Every entry needs to be repeated exactly, with nothing left out.

++++ RECORDS ++++

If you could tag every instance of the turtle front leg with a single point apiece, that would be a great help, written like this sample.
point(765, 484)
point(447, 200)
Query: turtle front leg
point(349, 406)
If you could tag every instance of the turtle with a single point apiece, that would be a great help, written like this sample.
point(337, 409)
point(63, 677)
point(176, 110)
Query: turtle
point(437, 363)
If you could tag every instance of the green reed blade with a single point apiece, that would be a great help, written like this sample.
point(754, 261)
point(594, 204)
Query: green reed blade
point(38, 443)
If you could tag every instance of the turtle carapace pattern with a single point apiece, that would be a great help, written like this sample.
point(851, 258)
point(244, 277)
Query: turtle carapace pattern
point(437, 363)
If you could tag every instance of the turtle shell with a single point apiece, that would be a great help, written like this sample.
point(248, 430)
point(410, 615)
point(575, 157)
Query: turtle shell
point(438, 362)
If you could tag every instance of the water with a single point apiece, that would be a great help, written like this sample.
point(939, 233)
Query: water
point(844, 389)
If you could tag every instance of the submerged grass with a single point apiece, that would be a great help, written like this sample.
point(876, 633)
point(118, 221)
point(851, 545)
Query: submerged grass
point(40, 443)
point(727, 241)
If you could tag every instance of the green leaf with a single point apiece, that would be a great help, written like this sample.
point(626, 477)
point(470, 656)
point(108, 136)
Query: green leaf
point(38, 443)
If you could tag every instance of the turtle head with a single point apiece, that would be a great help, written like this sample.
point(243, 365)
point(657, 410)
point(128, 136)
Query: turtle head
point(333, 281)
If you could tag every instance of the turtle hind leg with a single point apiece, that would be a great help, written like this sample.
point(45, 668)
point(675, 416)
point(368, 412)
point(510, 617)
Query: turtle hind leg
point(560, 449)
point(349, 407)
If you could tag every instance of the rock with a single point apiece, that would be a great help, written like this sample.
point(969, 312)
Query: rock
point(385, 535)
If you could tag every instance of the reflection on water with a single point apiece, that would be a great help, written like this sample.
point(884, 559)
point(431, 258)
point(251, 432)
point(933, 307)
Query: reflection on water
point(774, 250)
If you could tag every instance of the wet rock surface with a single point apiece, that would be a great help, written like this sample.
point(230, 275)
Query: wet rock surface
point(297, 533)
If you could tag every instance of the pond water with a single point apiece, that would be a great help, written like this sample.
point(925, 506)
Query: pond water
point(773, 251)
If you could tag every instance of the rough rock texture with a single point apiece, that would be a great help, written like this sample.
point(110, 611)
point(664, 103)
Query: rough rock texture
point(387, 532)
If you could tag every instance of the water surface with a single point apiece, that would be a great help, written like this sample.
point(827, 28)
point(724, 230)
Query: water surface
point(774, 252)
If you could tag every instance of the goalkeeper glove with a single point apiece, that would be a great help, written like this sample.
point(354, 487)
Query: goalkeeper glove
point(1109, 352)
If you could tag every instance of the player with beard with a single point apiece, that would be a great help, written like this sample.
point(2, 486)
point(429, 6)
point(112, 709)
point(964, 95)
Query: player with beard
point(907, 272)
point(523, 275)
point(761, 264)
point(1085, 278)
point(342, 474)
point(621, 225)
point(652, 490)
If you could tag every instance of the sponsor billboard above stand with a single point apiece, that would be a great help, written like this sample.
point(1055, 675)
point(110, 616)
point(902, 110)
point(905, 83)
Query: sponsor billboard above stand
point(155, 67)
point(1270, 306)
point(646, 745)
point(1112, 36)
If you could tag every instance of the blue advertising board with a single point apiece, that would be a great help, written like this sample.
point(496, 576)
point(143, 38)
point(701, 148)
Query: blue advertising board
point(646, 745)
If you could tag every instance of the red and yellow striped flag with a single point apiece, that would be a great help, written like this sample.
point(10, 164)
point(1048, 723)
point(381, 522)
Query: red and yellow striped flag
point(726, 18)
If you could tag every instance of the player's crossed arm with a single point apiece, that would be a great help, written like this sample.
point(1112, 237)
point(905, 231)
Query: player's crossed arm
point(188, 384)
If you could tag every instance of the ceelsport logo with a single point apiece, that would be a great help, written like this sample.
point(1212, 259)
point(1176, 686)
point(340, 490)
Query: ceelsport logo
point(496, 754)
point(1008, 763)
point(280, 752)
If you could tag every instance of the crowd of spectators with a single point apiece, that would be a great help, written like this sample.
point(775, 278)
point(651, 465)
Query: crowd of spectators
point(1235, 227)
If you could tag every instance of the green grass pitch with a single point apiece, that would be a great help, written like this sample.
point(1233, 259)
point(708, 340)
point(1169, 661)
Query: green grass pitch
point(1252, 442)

++++

- **WRITTEN REPLY**
If you could tag every instance of the turtle front leg with a single point apiece, that would be a great help, written like this sample.
point(765, 484)
point(447, 200)
Query: turtle front leg
point(349, 406)
If you could tag every instance of the turtle with a single point apiece, that would be a great help, written like this sample.
point(337, 409)
point(63, 677)
point(176, 110)
Query: turtle
point(437, 363)
If you could tag every instance of the green reed blade with a single point apiece, that would be a great help, written like this sample.
point(754, 261)
point(594, 204)
Query: green reed blade
point(38, 443)
If you could tag every instance of the turtle carapace pattern with a single point apiece, that would be a great help, written like this sample.
point(851, 258)
point(244, 277)
Query: turtle carapace pattern
point(437, 363)
If you could tag every instance of the turtle shell with a single point apiece, that would be a great help, written like this sample.
point(248, 430)
point(410, 615)
point(575, 157)
Query: turtle shell
point(438, 362)
If you could tag every instance of the water with a single point apiece, that would be a great help, written like this sample.
point(939, 233)
Query: water
point(844, 389)
If you could tag every instance of the submerged grass with a single point apiece, that would be a great help, written like this sample.
point(876, 633)
point(118, 221)
point(851, 545)
Query: submerged grass
point(40, 443)
point(727, 241)
If you could tag every instance of the green leaf with a single point apiece, that would be a great help, written like this sample.
point(626, 477)
point(470, 656)
point(108, 136)
Query: green leaf
point(38, 443)
If you could tag every instance of the turtle head with a single point apiece, that would be a great help, written like this sample.
point(243, 365)
point(657, 410)
point(128, 136)
Query: turtle head
point(333, 281)
If you could tag every instance of the turtle hind leg with a single point apiece, that would be a great help, written like this sample.
point(45, 668)
point(675, 416)
point(368, 412)
point(510, 617)
Query: turtle hind leg
point(560, 449)
point(349, 407)
If you could tag every instance of the rock with a single point apiece, that would be a great help, written like this sample.
point(969, 312)
Query: rock
point(385, 535)
If you could tag every instance of the reflection on water with a single point apiece, that would be a great help, written like this sample.
point(884, 559)
point(431, 258)
point(251, 432)
point(933, 307)
Query: reflection on water
point(774, 250)
If you could tag every instance of the wet rock surface with a single point apiece, that would be a great help, written like this sample.
point(230, 275)
Query: wet rock surface
point(297, 533)
If you could tag every instance of the pond water with a single point apiece, that would be a great help, written like this sample.
point(925, 506)
Query: pond water
point(773, 251)
If you could tag every instance of the rough rock texture with a single point apiece, that would be a great help, written like this sample.
point(110, 611)
point(664, 103)
Query: rough rock texture
point(387, 532)
If you could tag every instance of the water surface with a single point apiece, that would be a great help, written like this sample.
point(827, 28)
point(724, 230)
Query: water surface
point(774, 252)
If you could tag every instance of the goalkeeper glove with a single point apiece, that would be a great help, written like this sample.
point(354, 487)
Query: goalkeeper glove
point(1109, 352)
If you could tag every instance of the player with beard with a single point apiece, that would be a great help, written like this sample.
point(2, 486)
point(429, 6)
point(112, 709)
point(964, 95)
Query: player with beard
point(907, 272)
point(523, 275)
point(761, 264)
point(1085, 278)
point(342, 474)
point(621, 225)
point(652, 490)
If you could tag every instance of the sponsor billboard above stand with a single point apiece, that would be a great help, written like this sample.
point(1055, 675)
point(110, 616)
point(902, 110)
point(905, 83)
Query: sponsor billboard above stand
point(155, 67)
point(1270, 306)
point(646, 745)
point(1112, 36)
If you could tag every instance of the blue advertising board with a single point apiece, that would be a great help, written like this sample.
point(496, 576)
point(143, 38)
point(701, 148)
Query: blue advertising board
point(646, 745)
If you could tag every instance of the red and yellow striped flag with a single point apiece, that would be a great help, written like this sample.
point(10, 164)
point(1048, 723)
point(381, 522)
Query: red and yellow striped flag
point(726, 18)
If you could tag every instance of the player's crossed arm with a single point apiece, that would be a great help, written like this sample.
point(1112, 237)
point(905, 231)
Query: player's crossed arm
point(188, 384)
If you could tag every instance of the ceelsport logo with a single point apiece, that would be a great help, written like this sample.
point(1212, 259)
point(1176, 686)
point(340, 490)
Query: ceelsport logo
point(496, 754)
point(1008, 763)
point(280, 752)
If you could tag every instance of the crowd of spectators with a single point apiece, that would be a great help, written like this sample.
point(775, 278)
point(651, 465)
Query: crowd of spectators
point(1235, 227)
If you could tag every instance of the green grass pitch with a single point apiece, that would be a great help, written like this sample.
point(1233, 259)
point(708, 340)
point(1169, 661)
Query: green grass pitch
point(1252, 442)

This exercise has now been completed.